Pick out every line in the listing below that contains the word "necktie", and copy each one. Case counts.

....

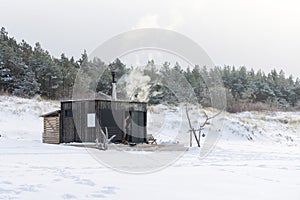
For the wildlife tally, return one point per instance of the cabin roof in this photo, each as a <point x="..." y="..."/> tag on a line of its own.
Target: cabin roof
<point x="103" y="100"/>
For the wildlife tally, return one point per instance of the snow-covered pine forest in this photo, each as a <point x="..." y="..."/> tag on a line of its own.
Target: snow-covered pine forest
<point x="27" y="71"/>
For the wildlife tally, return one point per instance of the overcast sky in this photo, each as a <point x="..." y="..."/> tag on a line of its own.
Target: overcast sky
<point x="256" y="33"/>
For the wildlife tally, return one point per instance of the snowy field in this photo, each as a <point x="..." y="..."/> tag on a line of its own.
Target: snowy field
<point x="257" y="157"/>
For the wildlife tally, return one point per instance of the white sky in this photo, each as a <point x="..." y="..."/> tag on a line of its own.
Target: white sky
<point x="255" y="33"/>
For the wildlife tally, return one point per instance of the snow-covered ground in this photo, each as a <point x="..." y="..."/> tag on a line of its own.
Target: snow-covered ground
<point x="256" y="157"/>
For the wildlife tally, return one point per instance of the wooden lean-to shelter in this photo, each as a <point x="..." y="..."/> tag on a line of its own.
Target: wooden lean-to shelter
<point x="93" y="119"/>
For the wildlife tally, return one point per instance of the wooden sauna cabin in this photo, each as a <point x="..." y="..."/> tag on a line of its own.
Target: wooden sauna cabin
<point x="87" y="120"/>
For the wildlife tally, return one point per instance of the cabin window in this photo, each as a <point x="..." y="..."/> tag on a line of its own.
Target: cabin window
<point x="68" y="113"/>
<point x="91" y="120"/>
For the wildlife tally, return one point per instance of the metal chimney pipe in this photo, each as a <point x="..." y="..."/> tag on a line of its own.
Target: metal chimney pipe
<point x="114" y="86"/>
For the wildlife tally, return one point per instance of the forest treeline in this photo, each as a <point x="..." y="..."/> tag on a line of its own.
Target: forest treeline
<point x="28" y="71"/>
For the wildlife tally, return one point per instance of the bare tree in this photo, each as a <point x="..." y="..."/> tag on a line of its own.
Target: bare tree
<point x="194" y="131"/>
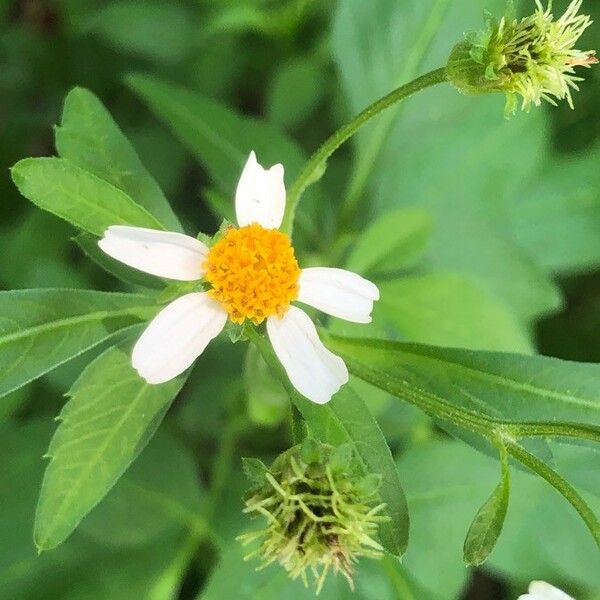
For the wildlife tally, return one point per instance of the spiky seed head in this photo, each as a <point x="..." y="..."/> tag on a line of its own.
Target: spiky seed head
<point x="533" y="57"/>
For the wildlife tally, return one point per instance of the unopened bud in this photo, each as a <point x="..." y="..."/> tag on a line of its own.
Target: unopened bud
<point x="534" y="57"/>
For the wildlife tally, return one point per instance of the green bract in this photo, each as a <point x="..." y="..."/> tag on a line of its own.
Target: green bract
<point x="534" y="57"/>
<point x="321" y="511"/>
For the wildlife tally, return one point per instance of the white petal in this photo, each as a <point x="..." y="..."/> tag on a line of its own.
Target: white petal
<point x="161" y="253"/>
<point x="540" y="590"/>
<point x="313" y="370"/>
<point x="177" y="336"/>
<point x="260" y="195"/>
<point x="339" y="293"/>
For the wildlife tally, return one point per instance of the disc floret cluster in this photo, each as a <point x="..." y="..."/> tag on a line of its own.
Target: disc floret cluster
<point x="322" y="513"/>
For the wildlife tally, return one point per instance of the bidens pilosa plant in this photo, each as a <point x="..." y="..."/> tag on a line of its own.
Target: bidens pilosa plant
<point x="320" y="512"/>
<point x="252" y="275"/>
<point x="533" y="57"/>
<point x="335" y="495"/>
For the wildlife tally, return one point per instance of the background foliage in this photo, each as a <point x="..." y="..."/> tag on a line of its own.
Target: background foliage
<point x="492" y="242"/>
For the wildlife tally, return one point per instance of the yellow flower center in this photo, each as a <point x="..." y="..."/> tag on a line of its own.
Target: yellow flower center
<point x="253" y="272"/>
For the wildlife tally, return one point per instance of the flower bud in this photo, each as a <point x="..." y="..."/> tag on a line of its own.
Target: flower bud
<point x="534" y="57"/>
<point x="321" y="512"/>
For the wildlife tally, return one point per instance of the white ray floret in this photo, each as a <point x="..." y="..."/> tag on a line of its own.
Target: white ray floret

....

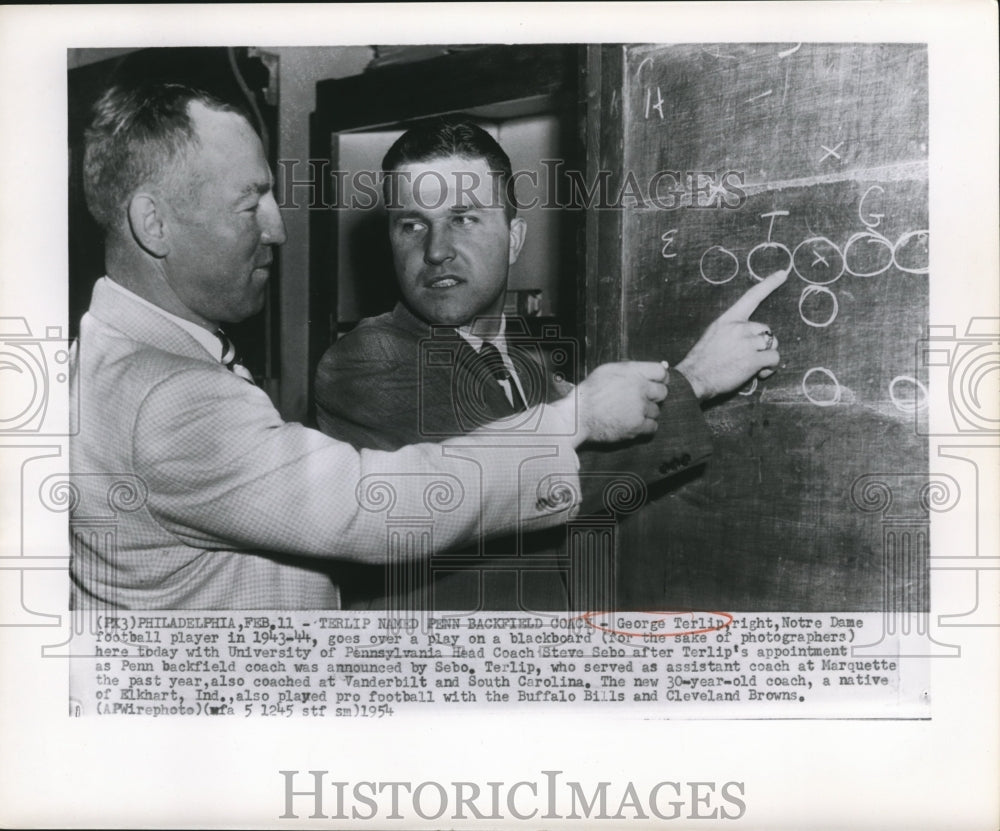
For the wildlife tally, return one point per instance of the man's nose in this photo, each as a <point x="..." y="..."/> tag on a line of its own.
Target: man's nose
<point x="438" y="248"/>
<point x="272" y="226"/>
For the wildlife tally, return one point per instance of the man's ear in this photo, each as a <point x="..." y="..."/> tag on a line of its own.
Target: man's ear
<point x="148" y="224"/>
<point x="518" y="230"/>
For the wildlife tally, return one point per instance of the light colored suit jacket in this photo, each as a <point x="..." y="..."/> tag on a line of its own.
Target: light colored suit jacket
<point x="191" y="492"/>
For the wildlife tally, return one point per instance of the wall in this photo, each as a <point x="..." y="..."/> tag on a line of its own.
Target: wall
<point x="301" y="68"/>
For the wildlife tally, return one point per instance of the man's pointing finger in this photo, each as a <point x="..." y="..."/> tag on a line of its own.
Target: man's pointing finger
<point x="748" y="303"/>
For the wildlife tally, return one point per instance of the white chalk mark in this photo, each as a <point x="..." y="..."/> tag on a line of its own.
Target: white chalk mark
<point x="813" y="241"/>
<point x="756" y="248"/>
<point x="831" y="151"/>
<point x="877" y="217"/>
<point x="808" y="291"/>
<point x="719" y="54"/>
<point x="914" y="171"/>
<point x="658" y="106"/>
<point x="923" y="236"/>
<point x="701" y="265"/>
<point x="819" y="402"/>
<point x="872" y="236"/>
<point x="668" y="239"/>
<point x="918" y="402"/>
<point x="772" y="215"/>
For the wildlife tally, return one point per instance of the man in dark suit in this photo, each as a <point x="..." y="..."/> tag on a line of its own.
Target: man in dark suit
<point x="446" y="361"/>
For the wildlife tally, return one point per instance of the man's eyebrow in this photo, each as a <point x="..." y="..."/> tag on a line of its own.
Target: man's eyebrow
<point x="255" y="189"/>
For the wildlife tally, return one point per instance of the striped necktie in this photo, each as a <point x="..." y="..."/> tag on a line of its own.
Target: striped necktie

....

**REPLY TO THE EXERCISE**
For the wildlife tally, return one point per instance of the striped necktie in this photo, each as a <point x="..." y="..."/> tag on a line of its own.
Target: striped necktie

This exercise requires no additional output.